Problem details: Pull out every line in the data that has the string "white" in it.

Records from a dataset
::::::::::

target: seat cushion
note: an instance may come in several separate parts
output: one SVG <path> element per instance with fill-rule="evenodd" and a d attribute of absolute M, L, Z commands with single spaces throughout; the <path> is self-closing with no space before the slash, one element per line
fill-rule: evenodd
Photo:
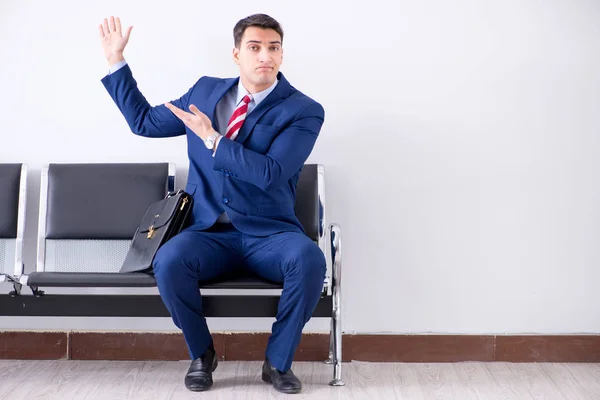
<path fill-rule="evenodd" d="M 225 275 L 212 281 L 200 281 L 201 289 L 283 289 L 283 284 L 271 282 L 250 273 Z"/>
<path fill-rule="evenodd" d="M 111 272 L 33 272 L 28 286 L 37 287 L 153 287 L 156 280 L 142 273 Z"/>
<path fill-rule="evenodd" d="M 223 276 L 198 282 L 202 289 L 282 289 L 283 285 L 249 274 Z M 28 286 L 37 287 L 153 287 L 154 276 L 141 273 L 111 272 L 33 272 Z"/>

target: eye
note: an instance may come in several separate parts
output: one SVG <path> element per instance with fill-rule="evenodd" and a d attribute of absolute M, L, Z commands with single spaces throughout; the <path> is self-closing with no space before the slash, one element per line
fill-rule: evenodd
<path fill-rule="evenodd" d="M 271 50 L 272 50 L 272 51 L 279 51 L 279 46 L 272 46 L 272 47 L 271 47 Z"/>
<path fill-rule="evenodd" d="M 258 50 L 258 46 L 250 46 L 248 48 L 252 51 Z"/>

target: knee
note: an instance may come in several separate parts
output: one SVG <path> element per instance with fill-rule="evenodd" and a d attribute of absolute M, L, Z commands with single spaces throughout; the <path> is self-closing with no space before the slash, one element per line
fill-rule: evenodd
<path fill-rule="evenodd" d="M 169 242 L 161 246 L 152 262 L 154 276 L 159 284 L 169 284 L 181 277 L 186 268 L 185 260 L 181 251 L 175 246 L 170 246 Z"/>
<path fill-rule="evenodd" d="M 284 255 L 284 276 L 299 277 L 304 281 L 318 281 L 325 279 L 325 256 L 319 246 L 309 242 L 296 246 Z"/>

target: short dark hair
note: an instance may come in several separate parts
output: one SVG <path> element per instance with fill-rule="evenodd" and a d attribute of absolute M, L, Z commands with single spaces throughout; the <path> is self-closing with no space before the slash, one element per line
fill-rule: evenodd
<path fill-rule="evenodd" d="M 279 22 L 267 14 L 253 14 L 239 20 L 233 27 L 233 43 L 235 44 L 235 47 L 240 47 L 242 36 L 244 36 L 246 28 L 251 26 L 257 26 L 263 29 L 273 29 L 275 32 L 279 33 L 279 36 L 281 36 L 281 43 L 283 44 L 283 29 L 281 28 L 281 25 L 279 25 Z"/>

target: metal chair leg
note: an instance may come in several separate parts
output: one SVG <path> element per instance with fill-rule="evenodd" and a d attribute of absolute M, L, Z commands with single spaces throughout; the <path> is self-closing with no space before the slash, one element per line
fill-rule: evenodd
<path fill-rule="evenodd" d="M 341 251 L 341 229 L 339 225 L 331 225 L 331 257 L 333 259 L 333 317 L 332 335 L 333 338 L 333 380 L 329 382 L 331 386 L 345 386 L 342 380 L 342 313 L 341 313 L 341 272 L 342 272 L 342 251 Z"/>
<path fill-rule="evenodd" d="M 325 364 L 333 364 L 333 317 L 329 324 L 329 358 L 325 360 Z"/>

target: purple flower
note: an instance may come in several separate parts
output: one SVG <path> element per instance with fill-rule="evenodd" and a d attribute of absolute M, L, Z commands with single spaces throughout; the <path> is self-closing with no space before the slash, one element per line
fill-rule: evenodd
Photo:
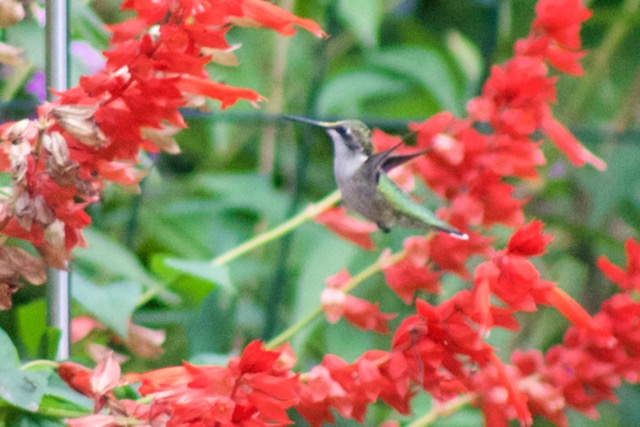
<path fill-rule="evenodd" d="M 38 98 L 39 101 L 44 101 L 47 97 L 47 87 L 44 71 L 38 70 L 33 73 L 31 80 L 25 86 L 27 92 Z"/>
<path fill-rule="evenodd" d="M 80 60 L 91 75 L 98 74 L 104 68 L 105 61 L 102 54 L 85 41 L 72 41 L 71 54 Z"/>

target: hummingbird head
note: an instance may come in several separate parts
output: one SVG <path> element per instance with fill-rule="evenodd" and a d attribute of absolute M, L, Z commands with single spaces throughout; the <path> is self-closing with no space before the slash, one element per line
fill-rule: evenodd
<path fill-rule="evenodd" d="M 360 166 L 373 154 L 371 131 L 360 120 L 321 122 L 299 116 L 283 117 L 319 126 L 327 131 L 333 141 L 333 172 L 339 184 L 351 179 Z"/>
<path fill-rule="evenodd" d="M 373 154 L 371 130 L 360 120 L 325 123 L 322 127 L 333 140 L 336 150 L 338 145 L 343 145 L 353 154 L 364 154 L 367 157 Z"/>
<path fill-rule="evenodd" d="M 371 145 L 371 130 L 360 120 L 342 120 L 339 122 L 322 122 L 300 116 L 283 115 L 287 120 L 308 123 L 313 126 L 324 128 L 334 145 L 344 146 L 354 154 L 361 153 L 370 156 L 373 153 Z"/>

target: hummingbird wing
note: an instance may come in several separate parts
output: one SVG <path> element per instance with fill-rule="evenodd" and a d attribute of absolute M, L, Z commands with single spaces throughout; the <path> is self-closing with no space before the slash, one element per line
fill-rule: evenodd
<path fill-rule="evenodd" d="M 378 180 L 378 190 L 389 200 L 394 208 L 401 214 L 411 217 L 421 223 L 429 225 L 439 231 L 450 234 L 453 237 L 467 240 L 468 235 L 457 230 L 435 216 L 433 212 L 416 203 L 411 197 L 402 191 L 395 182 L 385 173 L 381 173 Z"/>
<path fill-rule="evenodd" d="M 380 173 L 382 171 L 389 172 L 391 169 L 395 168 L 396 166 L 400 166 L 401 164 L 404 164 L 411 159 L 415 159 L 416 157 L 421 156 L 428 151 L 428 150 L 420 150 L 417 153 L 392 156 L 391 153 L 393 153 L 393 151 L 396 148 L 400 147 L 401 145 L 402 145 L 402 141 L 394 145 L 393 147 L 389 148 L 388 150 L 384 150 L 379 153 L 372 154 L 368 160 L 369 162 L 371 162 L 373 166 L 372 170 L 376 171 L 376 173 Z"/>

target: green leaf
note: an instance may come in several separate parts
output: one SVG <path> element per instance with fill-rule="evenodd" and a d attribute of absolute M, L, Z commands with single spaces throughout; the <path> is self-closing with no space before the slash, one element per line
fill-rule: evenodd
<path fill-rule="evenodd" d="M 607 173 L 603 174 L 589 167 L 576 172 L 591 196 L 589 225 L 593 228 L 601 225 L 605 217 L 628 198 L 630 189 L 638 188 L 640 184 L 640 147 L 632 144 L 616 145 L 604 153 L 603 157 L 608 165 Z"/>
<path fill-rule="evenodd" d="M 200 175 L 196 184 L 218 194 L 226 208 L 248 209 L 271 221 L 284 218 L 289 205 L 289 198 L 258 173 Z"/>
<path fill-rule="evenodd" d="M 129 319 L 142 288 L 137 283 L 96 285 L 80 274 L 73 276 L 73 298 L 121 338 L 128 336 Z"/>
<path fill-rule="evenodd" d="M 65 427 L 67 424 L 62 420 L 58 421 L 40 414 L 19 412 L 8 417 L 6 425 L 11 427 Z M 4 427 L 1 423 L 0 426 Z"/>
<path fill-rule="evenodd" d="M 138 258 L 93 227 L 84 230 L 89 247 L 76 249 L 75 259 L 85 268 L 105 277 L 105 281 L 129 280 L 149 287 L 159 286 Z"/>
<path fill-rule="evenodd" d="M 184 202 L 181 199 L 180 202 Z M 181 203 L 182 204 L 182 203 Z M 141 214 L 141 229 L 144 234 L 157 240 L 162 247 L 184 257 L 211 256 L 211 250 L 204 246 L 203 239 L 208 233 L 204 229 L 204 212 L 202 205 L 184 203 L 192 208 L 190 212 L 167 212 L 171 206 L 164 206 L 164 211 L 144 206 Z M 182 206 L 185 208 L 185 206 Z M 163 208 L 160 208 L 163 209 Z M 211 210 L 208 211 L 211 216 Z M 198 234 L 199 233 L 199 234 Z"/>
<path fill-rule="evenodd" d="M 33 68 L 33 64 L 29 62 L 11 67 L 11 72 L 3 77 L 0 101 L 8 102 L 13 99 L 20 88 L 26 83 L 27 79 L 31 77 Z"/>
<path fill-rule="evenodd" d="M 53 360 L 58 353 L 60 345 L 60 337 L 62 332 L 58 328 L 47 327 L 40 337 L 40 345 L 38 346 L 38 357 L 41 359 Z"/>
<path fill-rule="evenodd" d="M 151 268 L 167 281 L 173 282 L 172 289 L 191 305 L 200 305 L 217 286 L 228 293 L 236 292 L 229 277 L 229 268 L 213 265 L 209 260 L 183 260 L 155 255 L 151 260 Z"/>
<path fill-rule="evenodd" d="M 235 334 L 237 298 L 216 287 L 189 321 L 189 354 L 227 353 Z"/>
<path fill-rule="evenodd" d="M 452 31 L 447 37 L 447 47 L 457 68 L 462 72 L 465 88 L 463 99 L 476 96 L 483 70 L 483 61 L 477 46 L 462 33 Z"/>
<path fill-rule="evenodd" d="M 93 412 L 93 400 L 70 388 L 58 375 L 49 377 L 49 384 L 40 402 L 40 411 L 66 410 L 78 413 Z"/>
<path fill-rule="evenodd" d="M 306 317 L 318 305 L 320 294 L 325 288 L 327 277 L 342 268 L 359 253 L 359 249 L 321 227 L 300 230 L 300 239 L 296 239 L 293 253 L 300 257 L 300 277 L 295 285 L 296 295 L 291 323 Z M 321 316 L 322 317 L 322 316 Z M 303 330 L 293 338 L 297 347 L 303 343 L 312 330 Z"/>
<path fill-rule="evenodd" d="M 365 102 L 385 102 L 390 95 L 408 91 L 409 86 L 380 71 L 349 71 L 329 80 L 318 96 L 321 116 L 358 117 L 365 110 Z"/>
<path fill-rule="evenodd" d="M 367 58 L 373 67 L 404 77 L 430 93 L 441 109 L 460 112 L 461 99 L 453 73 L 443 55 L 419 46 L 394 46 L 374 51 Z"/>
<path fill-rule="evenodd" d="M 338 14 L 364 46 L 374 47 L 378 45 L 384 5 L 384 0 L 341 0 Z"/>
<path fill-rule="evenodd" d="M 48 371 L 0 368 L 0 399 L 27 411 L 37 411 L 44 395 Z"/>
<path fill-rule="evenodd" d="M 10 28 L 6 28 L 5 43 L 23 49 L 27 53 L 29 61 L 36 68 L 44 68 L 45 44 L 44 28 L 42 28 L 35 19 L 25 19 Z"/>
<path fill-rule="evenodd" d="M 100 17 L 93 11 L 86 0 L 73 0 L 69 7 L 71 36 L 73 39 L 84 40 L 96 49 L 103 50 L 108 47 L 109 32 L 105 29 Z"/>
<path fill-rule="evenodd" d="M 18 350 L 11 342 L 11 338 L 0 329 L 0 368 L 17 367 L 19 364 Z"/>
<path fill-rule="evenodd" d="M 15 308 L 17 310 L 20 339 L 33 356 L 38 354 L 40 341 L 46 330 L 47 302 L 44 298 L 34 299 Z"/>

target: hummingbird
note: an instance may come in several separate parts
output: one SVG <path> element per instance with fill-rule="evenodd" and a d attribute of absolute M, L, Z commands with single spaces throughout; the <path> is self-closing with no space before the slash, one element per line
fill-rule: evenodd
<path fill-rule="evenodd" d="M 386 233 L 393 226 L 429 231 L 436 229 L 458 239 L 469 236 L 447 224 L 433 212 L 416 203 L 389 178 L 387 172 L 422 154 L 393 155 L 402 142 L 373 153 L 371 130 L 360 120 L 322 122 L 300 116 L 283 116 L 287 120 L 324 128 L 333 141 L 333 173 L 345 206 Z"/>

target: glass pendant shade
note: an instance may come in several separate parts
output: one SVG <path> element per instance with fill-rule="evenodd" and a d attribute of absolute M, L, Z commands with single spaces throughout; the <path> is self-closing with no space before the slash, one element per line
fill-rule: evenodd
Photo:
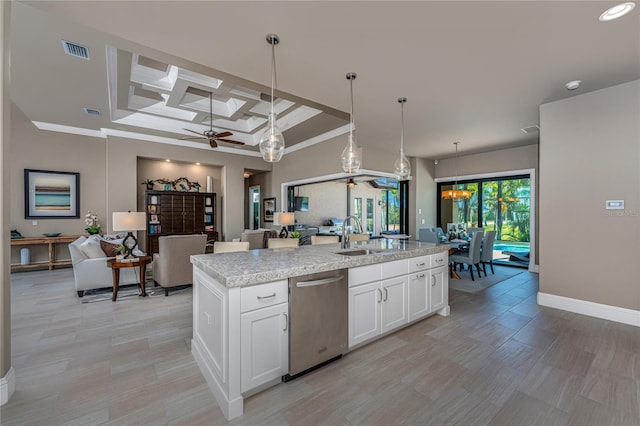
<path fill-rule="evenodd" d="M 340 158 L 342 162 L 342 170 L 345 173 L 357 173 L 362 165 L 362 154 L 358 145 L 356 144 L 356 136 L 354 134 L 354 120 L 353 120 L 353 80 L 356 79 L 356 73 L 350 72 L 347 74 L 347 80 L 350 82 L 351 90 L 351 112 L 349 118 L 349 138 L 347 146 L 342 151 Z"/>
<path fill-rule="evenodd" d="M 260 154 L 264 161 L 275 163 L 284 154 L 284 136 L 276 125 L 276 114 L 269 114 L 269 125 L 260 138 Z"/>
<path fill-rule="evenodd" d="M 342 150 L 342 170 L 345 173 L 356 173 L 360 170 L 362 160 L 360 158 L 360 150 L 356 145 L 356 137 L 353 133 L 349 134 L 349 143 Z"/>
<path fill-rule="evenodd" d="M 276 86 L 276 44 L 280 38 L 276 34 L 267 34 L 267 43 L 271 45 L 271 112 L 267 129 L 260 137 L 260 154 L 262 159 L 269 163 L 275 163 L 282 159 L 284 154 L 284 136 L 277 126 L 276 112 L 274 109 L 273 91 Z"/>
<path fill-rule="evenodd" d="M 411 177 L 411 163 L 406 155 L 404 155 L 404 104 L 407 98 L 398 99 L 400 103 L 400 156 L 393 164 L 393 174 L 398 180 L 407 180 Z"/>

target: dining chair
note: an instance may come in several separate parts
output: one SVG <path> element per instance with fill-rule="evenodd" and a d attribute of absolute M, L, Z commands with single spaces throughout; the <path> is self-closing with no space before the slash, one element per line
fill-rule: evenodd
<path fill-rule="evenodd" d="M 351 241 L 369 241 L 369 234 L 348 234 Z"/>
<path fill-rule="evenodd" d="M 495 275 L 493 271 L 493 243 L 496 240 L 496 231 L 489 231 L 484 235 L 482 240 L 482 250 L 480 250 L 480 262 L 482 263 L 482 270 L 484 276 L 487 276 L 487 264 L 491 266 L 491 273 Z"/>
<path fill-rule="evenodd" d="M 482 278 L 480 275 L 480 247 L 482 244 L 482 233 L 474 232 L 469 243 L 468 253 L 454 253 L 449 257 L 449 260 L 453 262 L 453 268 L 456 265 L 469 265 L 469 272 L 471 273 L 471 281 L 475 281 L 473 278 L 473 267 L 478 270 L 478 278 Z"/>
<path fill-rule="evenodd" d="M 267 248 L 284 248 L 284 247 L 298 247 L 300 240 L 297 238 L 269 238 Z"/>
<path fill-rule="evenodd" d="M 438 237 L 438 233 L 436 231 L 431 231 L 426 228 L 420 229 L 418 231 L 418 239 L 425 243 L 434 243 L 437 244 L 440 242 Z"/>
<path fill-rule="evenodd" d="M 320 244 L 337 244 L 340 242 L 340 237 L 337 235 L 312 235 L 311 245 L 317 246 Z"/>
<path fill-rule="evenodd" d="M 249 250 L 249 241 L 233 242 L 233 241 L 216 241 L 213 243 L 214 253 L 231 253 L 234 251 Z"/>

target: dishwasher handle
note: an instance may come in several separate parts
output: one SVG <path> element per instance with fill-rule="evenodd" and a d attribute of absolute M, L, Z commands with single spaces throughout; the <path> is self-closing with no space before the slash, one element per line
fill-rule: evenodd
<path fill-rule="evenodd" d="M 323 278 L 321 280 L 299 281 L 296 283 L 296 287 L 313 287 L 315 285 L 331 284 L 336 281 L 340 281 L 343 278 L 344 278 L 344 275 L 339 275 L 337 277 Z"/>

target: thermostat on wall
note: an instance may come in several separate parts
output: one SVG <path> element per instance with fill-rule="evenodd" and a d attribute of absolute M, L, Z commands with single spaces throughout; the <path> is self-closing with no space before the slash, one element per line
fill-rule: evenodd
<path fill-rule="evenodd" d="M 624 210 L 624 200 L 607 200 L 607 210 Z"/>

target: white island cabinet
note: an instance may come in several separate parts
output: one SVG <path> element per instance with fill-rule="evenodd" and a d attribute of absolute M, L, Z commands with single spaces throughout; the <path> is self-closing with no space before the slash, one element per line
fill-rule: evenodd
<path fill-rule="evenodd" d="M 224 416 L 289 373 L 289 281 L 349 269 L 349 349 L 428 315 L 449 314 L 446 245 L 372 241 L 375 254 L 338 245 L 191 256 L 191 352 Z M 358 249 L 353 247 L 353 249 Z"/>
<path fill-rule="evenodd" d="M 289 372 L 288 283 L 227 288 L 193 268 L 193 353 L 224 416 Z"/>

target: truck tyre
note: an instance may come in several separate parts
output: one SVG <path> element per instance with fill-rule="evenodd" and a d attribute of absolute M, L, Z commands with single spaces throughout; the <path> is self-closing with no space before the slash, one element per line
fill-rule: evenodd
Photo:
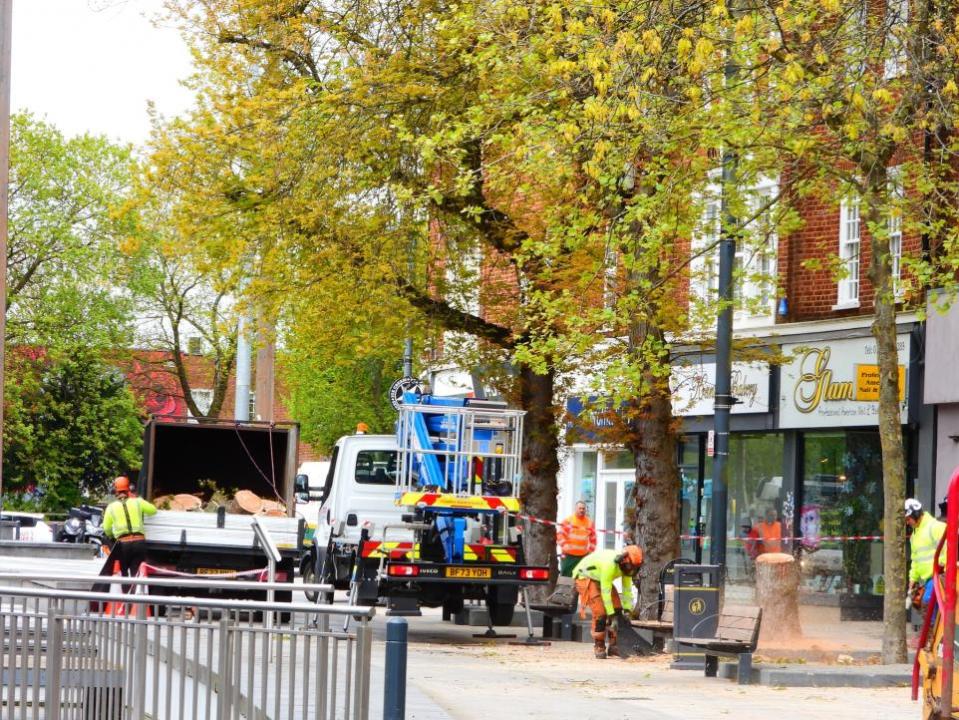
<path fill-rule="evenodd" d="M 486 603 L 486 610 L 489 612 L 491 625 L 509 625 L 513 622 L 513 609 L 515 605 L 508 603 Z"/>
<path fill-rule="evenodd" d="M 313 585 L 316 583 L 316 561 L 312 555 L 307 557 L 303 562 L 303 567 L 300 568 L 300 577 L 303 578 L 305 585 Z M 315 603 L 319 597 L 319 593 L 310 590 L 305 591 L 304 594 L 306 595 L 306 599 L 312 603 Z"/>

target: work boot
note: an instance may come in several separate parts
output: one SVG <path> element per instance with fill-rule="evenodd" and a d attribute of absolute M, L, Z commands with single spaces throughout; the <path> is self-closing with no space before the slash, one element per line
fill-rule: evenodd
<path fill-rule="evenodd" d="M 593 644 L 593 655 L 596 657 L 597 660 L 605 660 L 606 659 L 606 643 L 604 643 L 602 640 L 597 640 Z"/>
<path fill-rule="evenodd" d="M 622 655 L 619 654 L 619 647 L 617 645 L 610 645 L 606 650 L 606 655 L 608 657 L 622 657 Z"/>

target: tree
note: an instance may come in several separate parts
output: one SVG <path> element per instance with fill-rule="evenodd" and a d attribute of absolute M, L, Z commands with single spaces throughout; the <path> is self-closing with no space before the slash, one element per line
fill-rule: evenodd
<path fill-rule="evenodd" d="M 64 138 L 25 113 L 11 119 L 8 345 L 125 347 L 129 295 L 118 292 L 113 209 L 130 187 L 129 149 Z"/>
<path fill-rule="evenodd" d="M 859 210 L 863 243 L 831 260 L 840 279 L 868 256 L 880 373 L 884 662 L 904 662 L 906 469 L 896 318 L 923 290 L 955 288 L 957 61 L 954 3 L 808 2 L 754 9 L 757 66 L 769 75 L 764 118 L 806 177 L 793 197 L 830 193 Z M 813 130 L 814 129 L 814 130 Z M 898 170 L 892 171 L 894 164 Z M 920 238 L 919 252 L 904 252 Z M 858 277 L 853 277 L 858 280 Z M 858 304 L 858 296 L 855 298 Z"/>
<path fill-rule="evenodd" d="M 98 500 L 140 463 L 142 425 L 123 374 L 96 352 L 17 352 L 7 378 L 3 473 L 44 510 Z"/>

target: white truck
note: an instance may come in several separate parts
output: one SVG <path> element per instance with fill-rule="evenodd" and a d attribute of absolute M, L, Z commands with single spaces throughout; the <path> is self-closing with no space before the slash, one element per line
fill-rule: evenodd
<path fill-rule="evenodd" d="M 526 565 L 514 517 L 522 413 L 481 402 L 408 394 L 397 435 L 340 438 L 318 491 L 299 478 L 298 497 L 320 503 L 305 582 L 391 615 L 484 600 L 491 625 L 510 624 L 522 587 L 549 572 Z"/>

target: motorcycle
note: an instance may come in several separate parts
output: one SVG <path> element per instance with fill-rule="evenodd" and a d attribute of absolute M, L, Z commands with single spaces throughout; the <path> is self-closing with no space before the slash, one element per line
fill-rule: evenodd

::::::::::

Output below:
target: white island cabinet
target: white truck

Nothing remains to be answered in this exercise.